Q37: I have a cyclic protein in which N_1 forms a normal peptide bond with C_99. How can I persuade the program to apply the peptide restraints to these residues?
A:
Simply change the RESI instruction for residue 1 (say RESI Met 1) to RESI Met 1 100. This second residue number is an alias. The _+ and _− operators used by restraints that link atoms in adjacent residues apply to both the residue numbers and their aliases (if any). The same technique can be used to bridge deletions in the sequence; insertions are possible but more tricky (not just for SHELXL!).

Q38: Rfree only goes down by 0.2% on going anisotropic, but the maps are much better. Surely I should continue with anisotropic refinement?
A:
No! Go back to isotropic. A drop of 0.2% in Rfree is usually not significant because relatively few reflections are used for Rfree. It is also important to keep the gap between R and Rfree as small as possible. Your maps look 'better' because they look more like your model - that's what overfitting (or model bias) is all about!

Q39: Is it possible to read in partial structure factors, e.g. for a more sophisticated solvent model than the primitive Babinet model that SHELXL offers?

=== Record extracts ===
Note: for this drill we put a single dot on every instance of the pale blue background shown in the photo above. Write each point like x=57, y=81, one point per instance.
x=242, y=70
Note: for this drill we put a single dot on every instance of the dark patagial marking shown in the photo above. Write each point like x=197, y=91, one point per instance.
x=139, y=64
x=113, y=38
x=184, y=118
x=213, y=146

=== Questions on the material ===
(1) Answer from the SHELXL FAQ excerpt:
(a) What RESI instruction replaces RESI Met 1 for the cyclic protein?
(b) By how much does Rfree go down on going anisotropic?
(c) What solvent model does SHELXL offer?
(2) Copy the stretch of the SHELXL FAQ excerpt from "Q39: Is it possible" through "that SHELXL offers?".
The items are separate material, unconnected to the SHELXL FAQ excerpt.

=== Problem solutions ===
(1)
(a) RESI Met 1 100
(b) 0.2%
(c) The primitive Babinet model

(2)
Q39: Is it possible to read in partial structure factors, e.g. for a more sophisticated solvent model than the primitive Babinet model that SHELXL offers?